*Input rows:*
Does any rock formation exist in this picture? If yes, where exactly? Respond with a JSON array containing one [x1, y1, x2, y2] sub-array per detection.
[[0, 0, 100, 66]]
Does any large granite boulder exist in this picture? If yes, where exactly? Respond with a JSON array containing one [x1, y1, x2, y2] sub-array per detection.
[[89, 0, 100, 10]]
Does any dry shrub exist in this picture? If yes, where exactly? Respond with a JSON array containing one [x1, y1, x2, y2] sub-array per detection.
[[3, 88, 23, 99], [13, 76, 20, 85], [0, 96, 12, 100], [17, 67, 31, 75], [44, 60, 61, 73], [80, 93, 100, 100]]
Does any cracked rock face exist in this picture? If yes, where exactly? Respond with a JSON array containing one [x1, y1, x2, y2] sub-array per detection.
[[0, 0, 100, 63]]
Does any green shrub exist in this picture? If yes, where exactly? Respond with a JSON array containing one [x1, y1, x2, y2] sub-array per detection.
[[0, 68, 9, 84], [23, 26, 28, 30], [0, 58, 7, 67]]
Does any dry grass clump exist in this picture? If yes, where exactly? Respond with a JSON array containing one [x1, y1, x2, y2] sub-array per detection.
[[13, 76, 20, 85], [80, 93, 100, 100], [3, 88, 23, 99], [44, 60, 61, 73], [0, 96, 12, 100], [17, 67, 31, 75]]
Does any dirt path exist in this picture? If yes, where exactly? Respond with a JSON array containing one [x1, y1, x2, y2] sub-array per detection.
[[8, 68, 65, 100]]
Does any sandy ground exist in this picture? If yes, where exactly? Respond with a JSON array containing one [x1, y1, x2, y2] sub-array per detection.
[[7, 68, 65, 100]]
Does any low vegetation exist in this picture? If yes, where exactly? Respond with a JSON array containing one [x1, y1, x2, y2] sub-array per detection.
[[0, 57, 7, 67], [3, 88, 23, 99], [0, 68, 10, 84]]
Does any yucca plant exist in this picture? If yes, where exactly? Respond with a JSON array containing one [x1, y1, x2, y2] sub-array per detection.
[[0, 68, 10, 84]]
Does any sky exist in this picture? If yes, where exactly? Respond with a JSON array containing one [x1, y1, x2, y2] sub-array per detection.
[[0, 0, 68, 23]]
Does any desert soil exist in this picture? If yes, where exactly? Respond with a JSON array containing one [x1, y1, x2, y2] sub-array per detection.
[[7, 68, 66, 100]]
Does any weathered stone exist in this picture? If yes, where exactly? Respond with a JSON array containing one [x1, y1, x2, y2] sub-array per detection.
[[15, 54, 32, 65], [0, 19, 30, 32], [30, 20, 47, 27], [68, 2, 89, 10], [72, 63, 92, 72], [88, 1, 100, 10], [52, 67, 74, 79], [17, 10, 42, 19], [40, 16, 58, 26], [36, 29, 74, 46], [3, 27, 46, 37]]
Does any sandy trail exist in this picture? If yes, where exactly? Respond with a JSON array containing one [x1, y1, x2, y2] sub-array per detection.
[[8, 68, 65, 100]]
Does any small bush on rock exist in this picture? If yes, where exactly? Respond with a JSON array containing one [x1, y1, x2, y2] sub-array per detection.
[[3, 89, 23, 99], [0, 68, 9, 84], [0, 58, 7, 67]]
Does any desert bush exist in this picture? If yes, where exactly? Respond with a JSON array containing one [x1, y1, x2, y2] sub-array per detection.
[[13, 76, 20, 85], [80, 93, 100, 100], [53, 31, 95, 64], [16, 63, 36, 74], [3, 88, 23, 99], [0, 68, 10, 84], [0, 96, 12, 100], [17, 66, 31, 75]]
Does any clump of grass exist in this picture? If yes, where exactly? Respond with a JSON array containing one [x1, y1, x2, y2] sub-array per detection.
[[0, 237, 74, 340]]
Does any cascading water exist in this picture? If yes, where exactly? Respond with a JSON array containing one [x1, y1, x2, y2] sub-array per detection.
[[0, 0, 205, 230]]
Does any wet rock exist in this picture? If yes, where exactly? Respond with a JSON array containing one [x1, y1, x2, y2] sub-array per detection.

*Directive:* Could you render every line of the records above as a JSON list of strings, one string per line, with blank lines left out?

*Exercise output:*
[
  "Does any rock formation exist in this picture? If yes, where exactly? Respond with a JSON array containing one [x1, y1, x2, y2] sub-array per detection.",
  "[[0, 0, 100, 66]]",
  "Does any large granite boulder exist in this picture? If yes, where exactly? Respond with a JSON array containing one [x1, y1, x2, y2] sub-array per detection.",
  "[[89, 0, 100, 10]]",
  "Does any dry shrub exist in this picture? If yes, where exactly? Respond with a JSON array containing one [x1, y1, x2, y2] sub-array per detection.",
  "[[3, 88, 23, 99], [13, 76, 20, 85], [0, 96, 12, 100], [17, 67, 31, 75], [44, 60, 61, 73], [80, 93, 100, 100]]",
  "Does any cracked rock face exist in this picture? If yes, where exactly? Respond with a JSON array containing one [x1, y1, x2, y2] sub-array per detection.",
  "[[0, 0, 100, 63]]",
  "Does any green shrub exist in this picture? If yes, where exactly? Respond with a JSON array containing one [x1, y1, x2, y2] sub-array per detection.",
  "[[0, 68, 9, 84], [23, 26, 28, 30], [0, 58, 7, 67]]",
  "Does any dry grass clump exist in this picture? If yes, where exactly? Respond with a JSON array containing one [x1, y1, x2, y2] sub-array per detection.",
  "[[13, 76, 20, 85], [80, 93, 100, 100], [3, 88, 23, 99], [44, 60, 61, 73], [0, 96, 12, 100], [17, 67, 31, 75]]",
  "Does any dirt path exist in this picture? If yes, where exactly? Respond with a JSON array containing one [x1, y1, x2, y2] sub-array per detection.",
  "[[8, 68, 65, 100]]",
  "Does any sandy ground exist in this picture? If yes, where exactly? Respond with a JSON array containing one [x1, y1, x2, y2] sub-array per detection.",
  "[[7, 68, 65, 100]]",
  "Does any low vegetation exist in this picture? If yes, where exactly? Respond with a JSON array containing one [x1, y1, x2, y2] sub-array per detection.",
  "[[0, 57, 7, 67], [3, 88, 23, 99], [0, 68, 10, 84]]",
  "Does any yucca plant exist in this picture? If yes, where exactly? Respond with a JSON array containing one [x1, y1, x2, y2] sub-array per detection.",
  "[[0, 68, 10, 84]]",
  "Does any sky exist in this picture? If yes, where exactly? Respond with a JSON array containing one [x1, y1, x2, y2] sub-array per detection.",
  "[[0, 0, 68, 23]]",
  "Does any desert soil exist in this picture? If yes, where exactly? Respond with a JSON array containing one [x1, y1, x2, y2] sub-array per detection.",
  "[[7, 68, 66, 100]]",
  "Does any weathered stone exist in this picture? If yes, where exactly? Respond with a JSON array containing one [x1, y1, x2, y2] sub-array per detection.",
  "[[15, 54, 32, 65], [0, 19, 30, 32], [30, 20, 47, 27], [68, 2, 89, 10], [72, 63, 92, 72], [88, 1, 100, 10], [52, 67, 74, 79], [17, 10, 42, 19], [40, 16, 58, 26], [36, 29, 74, 46], [3, 27, 46, 37]]",
  "Does any sandy trail exist in this picture? If yes, where exactly? Respond with a JSON array containing one [x1, y1, x2, y2] sub-array per detection.",
  "[[8, 68, 65, 100]]",
  "Does any small bush on rock exist in this picture? If yes, where exactly? Respond with a JSON array containing one [x1, y1, x2, y2] sub-array per detection.",
  "[[3, 89, 23, 99], [0, 68, 9, 84], [0, 58, 7, 67]]",
  "Does any desert bush exist in this picture? If yes, where exactly? Respond with a JSON array containing one [x1, y1, x2, y2] sub-array per detection.",
  "[[13, 76, 20, 85], [80, 93, 100, 100], [53, 31, 95, 64], [16, 63, 36, 74], [3, 88, 23, 99], [0, 68, 10, 84], [0, 96, 12, 100], [17, 66, 31, 75]]",
  "Does any clump of grass exist in this picture? If yes, where exactly? Respond with a JSON array containing one [x1, y1, x2, y2] sub-array per detection.",
  "[[0, 237, 74, 340]]",
  "Does any cascading water exist in this picture? If yes, where exactly? Respond with a JSON array containing one [x1, y1, x2, y2] sub-array per detection.",
  "[[0, 0, 205, 230]]",
  "Does any wet rock exist in this picture? If yes, where exactly? Respond with a JSON array containing one [x1, y1, x2, y2] sub-array per detection."
]